TASK LIST:
[1] Write out the part of the court opinion excerpt between "Plaintiff next argues" and "e-mails. We disagree.", inclusive.
[2] According to the court opinion excerpt, where was the plaintiff's e-mail password kept?

━━ SELECTED PASSAGE ━━

Plaintiff's argument that defendants invaded his privacy are meritless. Plaintiff has failed to establish the existence of a genuine issue of material fact regarding whether there was a secret and private subject matter. Plaintiff denied ever engaging in an extramarital affair with Tina Ford during his deposition, and stated that any e-mails obtained in his work account demonstrating otherwise were false or fraudulent. Therefore, plaintiff holds the inconsistent position in this litigation that defendants tortiously obtained information through his e-mails, but that the information obtained was not actually information. This position is illogical. Similarly, regarding plaintiff's theory of public disclosure of private embarrassing facts, plaintiff has not identified an actual disclosure of information; plaintiff denies that the content of the e-mails obtained by Ericson is true. Accordingly, plaintiff has failed to properly support his claims predicated on intrusion upon seclusion and public disclosure of private embarrassing facts.

Even assuming arguendo that plaintiff demonstrated the existence of a secret and private subject matter, he has not pointed to any authority to establish that he had a right to keep the information private. Plaintiff's e-mail password was kept on a master spreadsheet in the office that was accessible to all employees. Ericson had used the spreadsheet numerous times in the past to access plaintiff's e-mails, generally in response to a pressing work issue. Though there may be a factual question regarding whether plaintiff had waived his right to privacy in his Nations Funding e-mail account, Ericson is not a party to this litigation. Plaintiff has not demonstrated that defendants directed Ericson to access his e-mails. The only evidence linking defendants to the e-mails obtained by Ericson is an e-mail from defendant Nancy Nihem to her sister's divorce attorney, in which Nancy wrote, "I am very concerned that [plaintiff] is going to go to the office this weekend and mess with the computers. I have someone who can go in and copy everything, read what's on there." However, there is no evidence on the record that Nancy was referring specifically to plaintiff's e-mail account, nor is there evidence that Ericson received direction from defendants to access the account. Plaintiff's brief on appeal is unhelpful in addressing the analysis both factually and legally; it does not address the elements of either proposed invasion of privacy theory. Even taking the evidence in the light most favorable to plaintiff, there was no genuine issue of material fact regarding whether defendants ever obtained information or facts relating to a secret or private subject matter.

Plaintiff next argues that the trial court erred when it denied his motion for leave to add Ericson as a defendant in the proceedings. Specifically, plaintiff argues that Ericson admitted to accessing plaintiff's computer and e-mail account without permission. Further, plaintiff contends that there is a question of fact regarding whether Ericson acted in concert with defendants in obtaining plaintiff's e-mails. We disagree.

━━━
━━ DATA LINES ━━

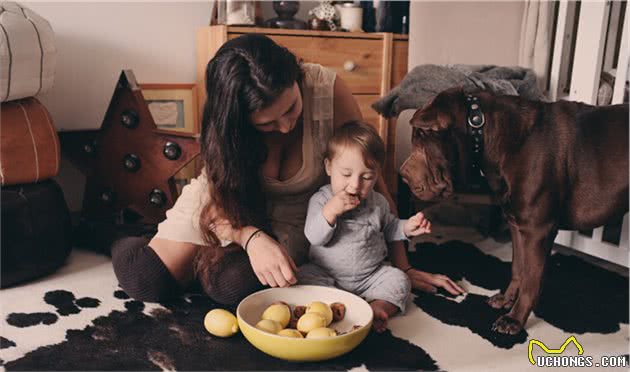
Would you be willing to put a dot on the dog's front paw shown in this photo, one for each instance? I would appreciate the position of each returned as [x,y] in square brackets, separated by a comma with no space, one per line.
[507,325]
[500,301]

━━━

THE RESPONSES:
[1]
Plaintiff next argues that the trial court erred when it denied his motion for leave to add Ericson as a defendant in the proceedings. Specifically, plaintiff argues that Ericson admitted to accessing plaintiff's computer and e-mail account without permission. Further, plaintiff contends that there is a question of fact regarding whether Ericson acted in concert with defendants in obtaining plaintiff's e-mails. We disagree.

[2] On a master spreadsheet in the office that was accessible to all employees.